_What this task involves_
Only the lines from the beginning of the data below through the line that contains "background --coords pixels" should be repeated, exactly as written.

_Dataset entries_
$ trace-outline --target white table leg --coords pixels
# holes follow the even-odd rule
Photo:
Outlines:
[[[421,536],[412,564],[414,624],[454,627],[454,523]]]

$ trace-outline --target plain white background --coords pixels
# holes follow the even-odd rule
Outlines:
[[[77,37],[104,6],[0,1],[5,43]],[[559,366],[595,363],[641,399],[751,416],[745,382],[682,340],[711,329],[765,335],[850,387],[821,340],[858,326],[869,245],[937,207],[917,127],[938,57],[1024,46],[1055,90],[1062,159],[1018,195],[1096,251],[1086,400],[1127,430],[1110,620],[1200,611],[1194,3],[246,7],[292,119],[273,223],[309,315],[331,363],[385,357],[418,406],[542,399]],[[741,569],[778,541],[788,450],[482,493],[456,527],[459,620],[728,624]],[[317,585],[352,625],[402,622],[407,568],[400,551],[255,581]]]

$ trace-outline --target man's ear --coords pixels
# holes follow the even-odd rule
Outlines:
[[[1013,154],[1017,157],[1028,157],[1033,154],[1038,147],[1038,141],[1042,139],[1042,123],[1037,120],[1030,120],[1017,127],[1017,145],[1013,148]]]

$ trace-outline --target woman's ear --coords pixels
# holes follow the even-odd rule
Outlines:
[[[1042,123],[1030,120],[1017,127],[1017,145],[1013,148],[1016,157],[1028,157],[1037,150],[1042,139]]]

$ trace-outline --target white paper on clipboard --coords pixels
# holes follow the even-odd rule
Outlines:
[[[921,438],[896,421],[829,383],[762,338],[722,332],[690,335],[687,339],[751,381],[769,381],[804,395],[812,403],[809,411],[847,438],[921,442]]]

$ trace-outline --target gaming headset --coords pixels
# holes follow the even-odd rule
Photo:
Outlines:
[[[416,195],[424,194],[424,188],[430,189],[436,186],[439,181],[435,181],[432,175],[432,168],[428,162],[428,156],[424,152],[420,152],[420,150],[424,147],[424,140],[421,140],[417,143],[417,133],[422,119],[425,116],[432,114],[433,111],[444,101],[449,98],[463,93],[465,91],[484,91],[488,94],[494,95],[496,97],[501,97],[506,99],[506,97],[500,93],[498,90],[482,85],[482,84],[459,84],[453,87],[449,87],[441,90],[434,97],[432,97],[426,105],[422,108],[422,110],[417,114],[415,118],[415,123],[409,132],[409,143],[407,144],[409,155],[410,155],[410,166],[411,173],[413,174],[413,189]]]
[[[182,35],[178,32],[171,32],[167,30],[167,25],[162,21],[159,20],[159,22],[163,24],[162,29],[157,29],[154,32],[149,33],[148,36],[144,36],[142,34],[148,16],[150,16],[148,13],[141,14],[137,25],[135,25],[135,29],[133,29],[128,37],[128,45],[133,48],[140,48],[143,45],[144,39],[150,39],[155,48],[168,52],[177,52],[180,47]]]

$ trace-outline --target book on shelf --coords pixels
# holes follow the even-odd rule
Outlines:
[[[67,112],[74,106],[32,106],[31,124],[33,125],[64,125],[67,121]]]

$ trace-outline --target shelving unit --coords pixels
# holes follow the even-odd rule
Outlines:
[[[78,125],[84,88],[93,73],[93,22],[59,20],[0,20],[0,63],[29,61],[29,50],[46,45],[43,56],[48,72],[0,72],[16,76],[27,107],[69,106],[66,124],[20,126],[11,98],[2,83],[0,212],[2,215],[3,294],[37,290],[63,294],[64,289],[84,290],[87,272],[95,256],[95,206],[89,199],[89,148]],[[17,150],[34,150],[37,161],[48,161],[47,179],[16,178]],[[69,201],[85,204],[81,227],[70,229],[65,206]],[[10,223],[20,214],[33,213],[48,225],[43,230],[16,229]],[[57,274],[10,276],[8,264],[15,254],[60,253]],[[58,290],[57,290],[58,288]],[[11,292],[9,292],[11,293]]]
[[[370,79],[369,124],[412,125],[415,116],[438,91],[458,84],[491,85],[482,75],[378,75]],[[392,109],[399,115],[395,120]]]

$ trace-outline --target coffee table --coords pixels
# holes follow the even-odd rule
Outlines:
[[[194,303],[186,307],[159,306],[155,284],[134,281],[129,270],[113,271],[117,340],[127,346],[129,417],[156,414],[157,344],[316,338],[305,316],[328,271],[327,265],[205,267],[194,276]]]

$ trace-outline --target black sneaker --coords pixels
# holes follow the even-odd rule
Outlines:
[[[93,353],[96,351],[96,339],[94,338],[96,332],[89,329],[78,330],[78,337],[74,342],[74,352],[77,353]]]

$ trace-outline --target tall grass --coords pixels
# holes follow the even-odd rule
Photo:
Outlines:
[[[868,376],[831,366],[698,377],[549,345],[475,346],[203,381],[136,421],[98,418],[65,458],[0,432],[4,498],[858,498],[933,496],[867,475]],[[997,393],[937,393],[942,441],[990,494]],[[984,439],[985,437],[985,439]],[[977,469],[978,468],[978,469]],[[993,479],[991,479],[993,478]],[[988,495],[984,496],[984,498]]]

_Result_
$ trace-outline --target white table leg --coords pixels
# holes follow the even-odd rule
Photo:
Outlines:
[[[421,536],[412,564],[414,624],[454,627],[454,523]]]

$ trace-outline --target plain white background --coords pixels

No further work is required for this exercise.